* [Work to do]
Copy the records below, replacing "Tag" with "Mark" and leaving everything else unchanged.

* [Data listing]

════════

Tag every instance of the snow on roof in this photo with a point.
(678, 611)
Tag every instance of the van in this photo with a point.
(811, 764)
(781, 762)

════════

* [Written solution]
Mark every instance of the snow on roof in this photo with a point.
(678, 611)
Mark every instance of the van in this photo with a point.
(811, 764)
(781, 762)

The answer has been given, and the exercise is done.